__PROBLEM__:
Your answer should consist of each line from the data below that contains "door".

■ ■ ■ ■ ■ ■ ■

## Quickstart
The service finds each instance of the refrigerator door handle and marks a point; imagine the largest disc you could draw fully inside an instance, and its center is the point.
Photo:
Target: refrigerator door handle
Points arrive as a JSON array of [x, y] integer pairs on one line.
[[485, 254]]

■ ■ ■ ■ ■ ■ ■

__THE COMPLETED TASK__:
The service finds each instance of the refrigerator door handle and marks a point; imagine the largest disc you could draw fully inside an instance, and its center is the point.
Target: refrigerator door handle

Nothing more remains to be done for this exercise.